━━━━━ TEXT SEGMENT ━━━━━
Both forces fought alongside their male comrades as equals, but were not subordinate to their command structure. They believed that women had to defend themselves without relying on men, and that ensuring the freedom of women from all patriarchal domination was the key to ensuring the freedom of any given society. Faced with an enemy whose genocidal worldview was based on the subordination and enslavement of women, their organizational model gained a new relevance.

Unlike male-dominated state militaries in the region, the women’s armies of Kurdistan were not satisfied with beating ISIS back on the battlefield. They wanted to share the lessons they had learned over decades of struggle and sacrifice with women in the areas they liberated to ensure that the terror group’s atrocities, and the systems that enabled them, would not repeat.

The first formal steps towards the creation of autonomous Yezidi women’s units in Sinjar were taken in November 2014, when YJA-STAR Sinjar Command announced the creation of the Martyr Xane Êzidî Defense Academy and the graduation of its first training course.

“The struggle that YJA-STAR guerrillas have waged against ISIS has brought historic advances for women’s armed mobilization and the struggle for women’s freedom,” they said.

“We take achieving the freedom of the people and women of Sinjar and developing their right to legitimate defense as our main responsibility, with the will and power we gained from the history of the creation of our army and the experience we gained in these years of war against the ISIS gangs.”

At the new academy, the YJA-STAR would offer any woman in Sinjar who wanted it both military training and political education, focusing on women’s history and the importance of women’s self-defense. The first 12 women to participate had already joined the YBŞ.

In January 2015, almost five months to the date after the ISIS massacres began, 27 Yezidi women members of the YBŞ and 17 YJA-STAR guerillas joined the first conference of the all-women’s group that would become the YJŞ: the Şengal Women’s Protection Units (YPJ-Şengal).

Like the YJA-STAR and YPJ, YPJ-Şengal was created to wage two wars: one against a brutal armed enemy, and one against the social and political basis of women’s oppression. The principles set forward in its program included “organizing the women of Sinjar on the basis of the science of defense;” “learning the philosophy of [imprisoned PKK founder and leader] Abdullah Ocalan, recognizing the nature of women on this basis, and waging a struggle against the dominant male mentality and its structures;” and “taking responsibility to fight for the freedom of the women who were kidnapped and taken hostage in the genocide of August 2–3.”

Today, the YJŞ Media Office stresses how these political and military goals were intertwined. In their view, reliance on foreign men for protection had directly enabled ISIS: “Before the genocide, there were many people here: soldiers, peshmerga, the Iraqi army. But when ISIS attacked, these people fled, they didn’t protect Sinjar,” they explain. “We Êzidî women can’t be left in anyone else’s hands or hope for their protection. We learned this lesson from the past massacres.”

Yezidi women participate in a meeting organized by the Yezidi Women’s Freedom Movement (TAJÊ) (Photo: Denge Çira).
━━━━━
# [TO DO]
(a) Answer these questions from the passage on the Yezidi women's units in Sinjar, one answer per line, marked like the questions.
(i) In what month and year did YJA-STAR Sinjar Command announce a new defense academy, and what was the academy called?
(ii) How many Yezidi women members of the YBŞ and how many YJA-STAR guerrillas joined the first conference of YPJ-Şengal?
(iii) According to the YJŞ Media Office, which forces fled when ISIS attacked Sinjar?
(b) Pick up the passage on the Yezidi women's units in Sinjar where it stops, and add the next few paragraphs.
━━━━━ INFORMATION SUPPLIED ━━━━━
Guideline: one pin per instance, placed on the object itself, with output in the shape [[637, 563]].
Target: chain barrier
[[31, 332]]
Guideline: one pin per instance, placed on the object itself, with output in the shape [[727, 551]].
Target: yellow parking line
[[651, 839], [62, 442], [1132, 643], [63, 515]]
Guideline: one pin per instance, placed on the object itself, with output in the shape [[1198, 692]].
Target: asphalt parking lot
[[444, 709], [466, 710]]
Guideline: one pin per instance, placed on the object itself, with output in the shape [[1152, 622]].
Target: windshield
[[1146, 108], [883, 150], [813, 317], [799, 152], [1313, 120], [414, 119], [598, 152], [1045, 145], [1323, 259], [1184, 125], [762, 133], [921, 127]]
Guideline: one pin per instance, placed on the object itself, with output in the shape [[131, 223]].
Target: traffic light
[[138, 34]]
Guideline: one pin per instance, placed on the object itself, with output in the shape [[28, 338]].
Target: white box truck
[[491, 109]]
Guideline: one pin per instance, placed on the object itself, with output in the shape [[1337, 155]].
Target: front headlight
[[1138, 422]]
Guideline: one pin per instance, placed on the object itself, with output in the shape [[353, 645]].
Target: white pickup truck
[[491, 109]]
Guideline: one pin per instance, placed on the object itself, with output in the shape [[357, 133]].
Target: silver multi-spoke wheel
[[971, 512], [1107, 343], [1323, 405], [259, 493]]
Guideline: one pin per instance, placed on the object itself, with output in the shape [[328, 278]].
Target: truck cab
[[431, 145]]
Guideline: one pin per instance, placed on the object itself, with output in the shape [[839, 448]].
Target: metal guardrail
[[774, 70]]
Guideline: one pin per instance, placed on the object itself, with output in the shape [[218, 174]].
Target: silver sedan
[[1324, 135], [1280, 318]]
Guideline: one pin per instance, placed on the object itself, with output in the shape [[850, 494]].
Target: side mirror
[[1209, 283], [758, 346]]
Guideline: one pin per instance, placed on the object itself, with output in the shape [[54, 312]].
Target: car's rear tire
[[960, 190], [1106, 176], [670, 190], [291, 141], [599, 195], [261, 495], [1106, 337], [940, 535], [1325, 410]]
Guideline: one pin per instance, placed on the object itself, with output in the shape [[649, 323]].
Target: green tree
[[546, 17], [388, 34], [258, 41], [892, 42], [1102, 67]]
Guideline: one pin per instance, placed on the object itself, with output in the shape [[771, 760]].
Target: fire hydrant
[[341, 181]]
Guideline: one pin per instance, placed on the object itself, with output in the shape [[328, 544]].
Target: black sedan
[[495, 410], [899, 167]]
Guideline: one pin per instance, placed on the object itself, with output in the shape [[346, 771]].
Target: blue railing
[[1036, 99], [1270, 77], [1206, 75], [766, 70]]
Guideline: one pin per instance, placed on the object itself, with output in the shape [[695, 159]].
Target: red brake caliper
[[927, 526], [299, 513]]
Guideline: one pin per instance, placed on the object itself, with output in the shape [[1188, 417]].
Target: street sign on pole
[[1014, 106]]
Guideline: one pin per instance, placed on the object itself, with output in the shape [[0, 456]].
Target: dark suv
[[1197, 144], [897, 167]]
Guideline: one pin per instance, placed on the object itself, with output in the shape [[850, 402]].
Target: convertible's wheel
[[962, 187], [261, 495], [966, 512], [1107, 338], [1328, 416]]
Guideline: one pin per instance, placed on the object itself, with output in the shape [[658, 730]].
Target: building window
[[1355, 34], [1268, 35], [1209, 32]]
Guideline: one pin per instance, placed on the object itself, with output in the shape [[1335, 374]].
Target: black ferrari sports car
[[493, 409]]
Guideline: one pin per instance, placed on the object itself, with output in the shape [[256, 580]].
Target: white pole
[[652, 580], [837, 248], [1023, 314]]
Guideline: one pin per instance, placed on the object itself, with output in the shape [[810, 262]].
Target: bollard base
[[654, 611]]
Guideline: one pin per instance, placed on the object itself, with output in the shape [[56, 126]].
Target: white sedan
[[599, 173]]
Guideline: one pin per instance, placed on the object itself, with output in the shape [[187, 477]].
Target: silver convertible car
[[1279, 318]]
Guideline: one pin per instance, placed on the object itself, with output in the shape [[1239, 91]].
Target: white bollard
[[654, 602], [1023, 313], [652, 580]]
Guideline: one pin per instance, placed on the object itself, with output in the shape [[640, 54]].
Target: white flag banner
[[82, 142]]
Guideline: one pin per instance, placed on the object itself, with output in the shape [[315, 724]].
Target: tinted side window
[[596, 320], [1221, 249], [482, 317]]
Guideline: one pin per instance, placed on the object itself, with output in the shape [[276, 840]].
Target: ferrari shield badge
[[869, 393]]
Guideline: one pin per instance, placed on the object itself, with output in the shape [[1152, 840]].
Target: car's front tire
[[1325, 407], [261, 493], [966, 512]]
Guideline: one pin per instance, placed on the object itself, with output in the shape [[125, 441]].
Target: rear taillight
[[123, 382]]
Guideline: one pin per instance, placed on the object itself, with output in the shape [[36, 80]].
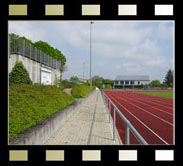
━━━━━
# [TASK-BY-TASK OUTPUTS]
(a)
(i) November 2014; the Martyr Xane Êzidî Defense Academy.
(ii) 27 Yezidi women members of the YBŞ and 17 YJA-STAR guerrillas.
(iii) Soldiers, peshmerga and the Iraqi army.

(b)
With the battle for Sinjar raging, more and more Yezidi women took their place on the front lines. Others chose to address a related question gaining relevance as ISIS was losing ground: How could women’s freedom and ability to protect themselves be incorporated into Sinjar’s post-war governance?

Zehra Sileman Shengali, whose family was one of many evacuated from Mount Sinjar to Syria through the humanitarian corridor in August 2014, had her answer. In January 2015, she returned to Mount Sinjar to help establish the Sinjar People’s Assembly, along with other Yezidi refugees from Derik’s Newroz Camp.

“My mother was against it,” she told ANF News in 2017. “She said, ‘There is ISIS there, what are you doing going back?’ But I didn’t take back my decision.”

“On the one hand, the war was ongoing, but on the other hand, we were in our meetings,” Shengali explained.

“150 of us, men and women, joined the meeting and established our assembly. On January 14, 2015, we announced the 30-member Sinjar Assembly. From all the delegates who came from Newroz camp, 9 of us were elected to the assembly. I was one of them. What’s more, 7 members of our assembly were women. That was a very big step for Yezidi women from Sinjar.”

Shengali was driven to represent her community both by the horrors of the genocide and by the example of the women fighting to stop it. Before ISIS, she had not considered politics at all.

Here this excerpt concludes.